Wealthier households should have to pay more for the BBC, Richard Sharp has suggested in his first interview since standing down as chairman of the broadcaster.
Mr Sharp said the licence fee could be replaced by a tax on broadband bills or a household levy based on the value of the property as the current system of a flat fee is “regressive”.
Let’s just abolish the fee. Turn it into a private sector subscription instead.
And a bit of advice – if you;re going to start talking about how the basis of the fee should be changed then that suggestion of mine is going to be made. Stasis can be prefereable to the wrong answer….
Why did he never suggest this while he was chairman, I wonder…?
Nothing to do with the de facto optional nature of the license fee? If it was a tax, wouldn’t that imply it belonged to government? And what if you don’t want to watch the traitorous BBC?
I would willingly sell my house and all its contents to help the BBC.
Every government is just going to freeze it and it’ll fizzle out with inflation. So it will still serve the old people who aren’t set up for the internet and as they gradually die, it’ll shrink.
The disruptive shift with TV is partly about on-demand, but it’s also about globalised TV. The idea of national TV companies makes no sense when it’s on the internet. You might as well serve a global audience. Make a show, put it on for everyone. It’s why Netflix can spend so much more than the BBC.
Personally, I just find nothing I care about watching, except The Chase. Every channel seems to be mountains of shit now.

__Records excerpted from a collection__
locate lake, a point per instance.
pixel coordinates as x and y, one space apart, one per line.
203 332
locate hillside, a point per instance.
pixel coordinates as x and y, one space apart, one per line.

__WHAT TO WORK ON__
A - Transcribe the passage of the text on BBC funding that starts with "Mr Sharp said" and goes on through "sector subscription instead.".
B - Extend the text on BBC funding by writing the next part, picking up after its final sentence.

__RESPONSES IN ORDER__
A -
Mr Sharp said the licence fee could be replaced by a tax on broadband bills or a household levy based on the value of the property as the current system of a flat fee is “regressive”.
Let’s just abolish the fee. Turn it into a private sector subscription instead.

B -
Why women as a matter of interest?
If the current £159 licence fee is replaced with a means tested levy, the risk for the BBC is that higher rate payers will opt out and revenues will fall.
These old people without internet, do they still exist? I don’t personally know anyone over 75, but everyone I know close to that age is perfectly capable of watching YouTube and Netflix.
The bigger difference is along gender lines. Older men will retire to the study and watch YouTube for hours. Older women will watch broadcast or streaming TV; either on the sofa or in the background.
One reason that I stopped watching live TV was because I started only viewing Talking Pictures or the Horror Channel and it was rotting what is left of my brain.
Words fail me.
Well, polite ones anyway.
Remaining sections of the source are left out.